» **Study text**:

________________

Monthly Archives: April 2014

A $10-Per-Minute Fine for Keeping People Waiting?

I recently reviewed Ben Horowitz’s (LoudCloud, Opsware,  Andreessen-Horowitz) book “The Hard Thing About Hard Things” for the Wall Street Journal. You can read the review here.

One of the most commented on parts of the review was Andreeseen-Horowitz’s policy of fining any staff member who is late to a meeting with an entrepreneur:

Their approach to entrepreneurs is summed up by a strictly enforced internal rule: a $10-per-minute fine for anyone in the company who is late to a meeting with an entrepreneur. “If you don’t think that entrepreneurs are more important than venture capitalists, we can’t use you at Andreessen Horowitz,” he writes.

It’s an admirable approach. And many readers wished it would be extended to other professions too. As one emailed: “why stop there? What about doctors keeping people waiting?” It’s an issue (as that reader knew) that I’ve written about before, see this article here for Forbes.

According to a report by Press Ganey Associates – a health-care consulting firm that surveyed 2.4 million patients at more than 10,000 locations – the average wait time to see a health-care provider is twenty-two minutes. And I’d love to visit those locations! My average wait time in New York City is probably around forty minutes.

________________

Saved entries:
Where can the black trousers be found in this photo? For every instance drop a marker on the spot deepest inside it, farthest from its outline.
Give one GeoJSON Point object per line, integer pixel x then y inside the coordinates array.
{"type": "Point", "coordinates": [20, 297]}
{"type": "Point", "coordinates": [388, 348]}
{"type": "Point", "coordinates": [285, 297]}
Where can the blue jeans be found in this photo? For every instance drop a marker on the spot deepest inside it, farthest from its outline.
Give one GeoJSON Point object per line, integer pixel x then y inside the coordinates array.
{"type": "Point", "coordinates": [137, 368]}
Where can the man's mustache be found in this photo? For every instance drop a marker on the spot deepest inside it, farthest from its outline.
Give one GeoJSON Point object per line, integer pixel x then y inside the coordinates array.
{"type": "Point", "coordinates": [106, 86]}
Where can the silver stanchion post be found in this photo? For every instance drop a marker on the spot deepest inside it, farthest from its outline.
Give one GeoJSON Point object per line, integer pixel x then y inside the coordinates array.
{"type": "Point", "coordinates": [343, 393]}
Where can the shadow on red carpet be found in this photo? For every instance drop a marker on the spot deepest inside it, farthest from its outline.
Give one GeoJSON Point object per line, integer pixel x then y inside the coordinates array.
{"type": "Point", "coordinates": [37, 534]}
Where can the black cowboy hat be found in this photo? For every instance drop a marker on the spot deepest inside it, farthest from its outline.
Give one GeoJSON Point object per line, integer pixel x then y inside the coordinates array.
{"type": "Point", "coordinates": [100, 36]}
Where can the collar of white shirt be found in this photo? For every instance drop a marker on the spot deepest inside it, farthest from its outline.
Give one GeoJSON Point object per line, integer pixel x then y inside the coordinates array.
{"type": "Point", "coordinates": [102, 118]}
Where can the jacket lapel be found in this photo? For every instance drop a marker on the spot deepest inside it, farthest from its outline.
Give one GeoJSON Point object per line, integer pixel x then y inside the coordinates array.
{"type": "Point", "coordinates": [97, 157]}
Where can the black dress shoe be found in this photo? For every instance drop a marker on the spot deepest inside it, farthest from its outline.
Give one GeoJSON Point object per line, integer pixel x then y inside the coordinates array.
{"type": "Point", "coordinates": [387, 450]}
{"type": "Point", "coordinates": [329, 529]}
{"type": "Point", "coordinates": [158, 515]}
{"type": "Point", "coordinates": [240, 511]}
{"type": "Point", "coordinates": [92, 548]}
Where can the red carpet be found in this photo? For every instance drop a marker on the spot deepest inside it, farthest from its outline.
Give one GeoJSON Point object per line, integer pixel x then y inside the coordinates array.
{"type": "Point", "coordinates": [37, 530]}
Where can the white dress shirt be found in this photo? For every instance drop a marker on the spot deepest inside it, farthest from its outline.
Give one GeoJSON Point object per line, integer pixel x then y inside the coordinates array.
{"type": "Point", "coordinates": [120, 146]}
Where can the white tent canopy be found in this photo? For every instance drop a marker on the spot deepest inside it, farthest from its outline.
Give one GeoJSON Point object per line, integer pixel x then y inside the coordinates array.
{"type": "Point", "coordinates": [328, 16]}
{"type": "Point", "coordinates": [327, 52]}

________________

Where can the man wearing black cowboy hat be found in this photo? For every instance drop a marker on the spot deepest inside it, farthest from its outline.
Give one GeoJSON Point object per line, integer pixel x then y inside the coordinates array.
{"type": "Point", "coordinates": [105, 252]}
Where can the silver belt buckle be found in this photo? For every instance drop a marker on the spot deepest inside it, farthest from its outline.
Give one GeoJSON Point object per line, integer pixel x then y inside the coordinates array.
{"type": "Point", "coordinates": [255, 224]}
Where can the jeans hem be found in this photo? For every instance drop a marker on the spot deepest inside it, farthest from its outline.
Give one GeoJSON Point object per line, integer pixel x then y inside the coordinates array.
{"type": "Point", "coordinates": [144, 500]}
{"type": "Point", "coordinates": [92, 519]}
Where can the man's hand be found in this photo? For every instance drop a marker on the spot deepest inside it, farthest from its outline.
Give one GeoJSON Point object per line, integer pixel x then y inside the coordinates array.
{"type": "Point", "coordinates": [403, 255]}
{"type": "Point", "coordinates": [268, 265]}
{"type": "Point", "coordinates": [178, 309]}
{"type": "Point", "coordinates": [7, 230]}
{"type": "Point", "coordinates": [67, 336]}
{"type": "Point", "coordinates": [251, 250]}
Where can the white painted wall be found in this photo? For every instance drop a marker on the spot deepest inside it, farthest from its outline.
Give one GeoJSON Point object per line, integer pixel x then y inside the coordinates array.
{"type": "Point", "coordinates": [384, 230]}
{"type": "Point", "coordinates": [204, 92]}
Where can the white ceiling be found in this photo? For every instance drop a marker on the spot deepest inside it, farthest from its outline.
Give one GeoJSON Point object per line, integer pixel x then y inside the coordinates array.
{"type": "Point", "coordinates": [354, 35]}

________________

» **Tasks and exercises**:
[1] In the post about lateness fines, which companies are listed in the parentheses right after Ben Horowitz's name?
[2] Write a continuation of the post about lateness fines that picks up right after its last sentence.
The saved entries have nothing to do with the post about lateness fines.

» **List of answers**:
[1] LoudCloud, Opsware, Andreessen-Horowitz

[2]
Job-seekers are another group of people often subjected to unfortunately long wait times. See this article by Kevin Rector in the Baltimore Sun on a recruiting event for Baltimore’s new casino “Horseshoe Baltimore”:

The event, which is open to the public, will run from 8 a.m. to 4 p.m. Monday and Tuesday at M&T Bank Stadium. Attendees are asked to use the stadium’s southeast suite entrance and to budget four or five hours to move through the process, Dixon said.

Four-Five hours? That’s a long time. At Apploi (www.apploicorp.com) we’re dedicated to changing that, and one of our standout early pieces of data from clients is a 90% reduction in time to hire.

Back to doctors and everyone else who keeps people waiting (I’m thinking trains, airlines, and customer service helplines). How about if they start paying customers for every minute they keep them waiting?

To keep it even more interesting (and give them an incentive to participate), I’d be even willing to pay a premium if they’re on time.  Any takers?